Task description → Reproduce the records below in full and without edits, omitting images.
#### Entries shown
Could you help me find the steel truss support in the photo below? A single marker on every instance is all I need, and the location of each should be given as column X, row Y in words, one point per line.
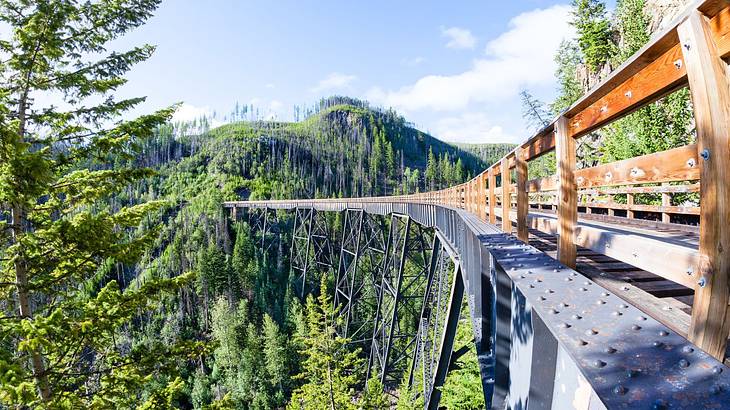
column 266, row 222
column 311, row 248
column 347, row 266
column 360, row 277
column 400, row 296
column 438, row 323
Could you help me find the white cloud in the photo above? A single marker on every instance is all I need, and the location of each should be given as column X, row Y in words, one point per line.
column 333, row 81
column 412, row 62
column 471, row 127
column 520, row 57
column 189, row 112
column 459, row 38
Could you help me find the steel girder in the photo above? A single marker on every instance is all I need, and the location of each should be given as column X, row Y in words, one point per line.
column 546, row 336
column 347, row 267
column 400, row 295
column 267, row 224
column 438, row 322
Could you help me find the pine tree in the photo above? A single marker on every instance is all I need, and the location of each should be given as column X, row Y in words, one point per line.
column 276, row 355
column 534, row 111
column 61, row 343
column 594, row 32
column 431, row 171
column 329, row 371
column 659, row 126
column 569, row 88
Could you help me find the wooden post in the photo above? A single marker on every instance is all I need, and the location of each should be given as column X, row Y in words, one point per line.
column 522, row 200
column 709, row 85
column 492, row 197
column 610, row 204
column 506, row 197
column 629, row 203
column 666, row 201
column 567, row 192
column 483, row 196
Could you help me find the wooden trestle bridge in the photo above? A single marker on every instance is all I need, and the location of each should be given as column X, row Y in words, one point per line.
column 631, row 313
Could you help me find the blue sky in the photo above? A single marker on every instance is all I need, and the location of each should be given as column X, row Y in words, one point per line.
column 453, row 68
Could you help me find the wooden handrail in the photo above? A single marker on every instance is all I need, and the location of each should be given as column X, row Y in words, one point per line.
column 689, row 52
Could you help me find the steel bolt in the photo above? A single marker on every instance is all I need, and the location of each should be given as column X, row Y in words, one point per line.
column 659, row 405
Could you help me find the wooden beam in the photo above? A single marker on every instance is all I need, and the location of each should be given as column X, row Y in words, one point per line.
column 492, row 197
column 658, row 78
column 653, row 254
column 482, row 192
column 678, row 164
column 567, row 193
column 720, row 26
column 506, row 201
column 522, row 199
column 629, row 205
column 666, row 202
column 710, row 90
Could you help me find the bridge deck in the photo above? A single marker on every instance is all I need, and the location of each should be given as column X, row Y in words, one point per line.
column 649, row 288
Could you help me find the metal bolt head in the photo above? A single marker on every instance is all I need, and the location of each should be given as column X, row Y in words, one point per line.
column 620, row 390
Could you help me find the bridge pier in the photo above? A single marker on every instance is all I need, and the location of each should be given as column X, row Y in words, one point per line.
column 544, row 334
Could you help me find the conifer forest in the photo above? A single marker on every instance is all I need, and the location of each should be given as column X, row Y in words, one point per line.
column 125, row 284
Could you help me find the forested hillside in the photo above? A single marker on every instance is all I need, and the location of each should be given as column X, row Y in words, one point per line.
column 124, row 284
column 243, row 298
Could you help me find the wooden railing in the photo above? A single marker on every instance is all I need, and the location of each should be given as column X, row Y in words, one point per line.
column 691, row 52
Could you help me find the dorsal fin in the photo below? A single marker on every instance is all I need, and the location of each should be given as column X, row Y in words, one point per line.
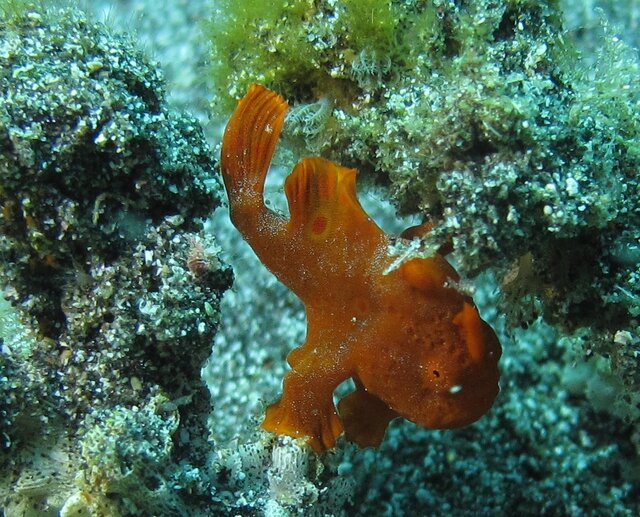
########
Result of this exercise →
Could you help me find the steel truss support in the photo below? A single marker on every instance is all I need, and the location of each should be given as column X, row Y in words, one point per line.
column 266, row 222
column 311, row 248
column 347, row 266
column 360, row 277
column 400, row 296
column 438, row 323
Could you help me find the white cloud in the photo above? A single marker on every instance is all I need, and the location of each should be given as column X, row Y in words, one point per line.
column 333, row 81
column 412, row 62
column 471, row 127
column 520, row 57
column 189, row 112
column 459, row 38
Could you help me find the steel girder in the photo above? A single marker on every instance is all I need, and the location of each should be given as column X, row Y in words, one point per line.
column 546, row 336
column 347, row 267
column 400, row 295
column 267, row 224
column 438, row 322
Could you help me find the pine tree in the photo above? A single marker on every instance is all I need, and the location of each should be given as column X, row Y in words, one point per line.
column 276, row 355
column 534, row 111
column 61, row 343
column 594, row 32
column 431, row 171
column 329, row 371
column 659, row 126
column 569, row 88
Could you help me find the wooden post in the photo above? A single marker on every instance is all I need, and the location of each should be given as column X, row Y in words, one point per line.
column 522, row 200
column 709, row 85
column 492, row 197
column 610, row 204
column 506, row 197
column 629, row 203
column 666, row 201
column 567, row 192
column 483, row 196
Could you help me find the wooden trestle bridge in the photo above? A single marker on every instance is all I need, and the location of each should be given as column X, row Y in words, one point per line.
column 631, row 313
Could you help me find the blue sky in the photo above? A single marker on every instance is all I need, and the location of each should be given as column X, row Y in words, one point per line.
column 453, row 68
Could you help me find the wooden handrail in the photo above? A single marker on every instance is all I need, and the location of each should be given as column X, row Y in words, one point per line.
column 689, row 52
Could you help me find the steel bolt in the photo above? A single marker on every instance is all I need, and the location of each should be given as column X, row Y in words, one point per line.
column 659, row 405
Could you help me find the wooden beam in the photo above? A single marker on every instance is all I need, and the location of each should be given as column X, row Y in words, one point per line.
column 492, row 197
column 658, row 78
column 653, row 254
column 482, row 192
column 678, row 164
column 567, row 193
column 720, row 26
column 506, row 201
column 522, row 199
column 629, row 205
column 666, row 202
column 710, row 90
Could you help me find the bridge deck in the photo above? A single marker on every instance is all I need, and the location of each should be given as column X, row Y in words, one point per line.
column 649, row 288
Could you help me find the metal bolt head in the photo above? A single marker on every instance is all I need, and the location of each should be given as column X, row Y in words, one point per line.
column 620, row 390
Could you help me find the bridge pier in the photo above? A single marker on every instance is all I need, and the location of each should be given as column X, row Y in words, one point per line.
column 544, row 334
Could you help me find the conifer forest in the photo above? A single marker on every instance is all I need, and the location of each should be given as column X, row Y in words, one point per line.
column 125, row 284
Could you help me find the forested hillside in the photo above? A single marker on every instance is all I need, and the location of each should be given as column X, row Y in words, one point per line.
column 124, row 284
column 243, row 298
Could you help me find the wooden railing in the photo above? A single marker on every instance is all I need, and the location of each should be given as column X, row Y in words, one point per line.
column 691, row 52
Could you help me find the dorsal fin in the photo below? A single marker on every instance is all I need, and the location of each should be given as column X, row Y in words, one point per line.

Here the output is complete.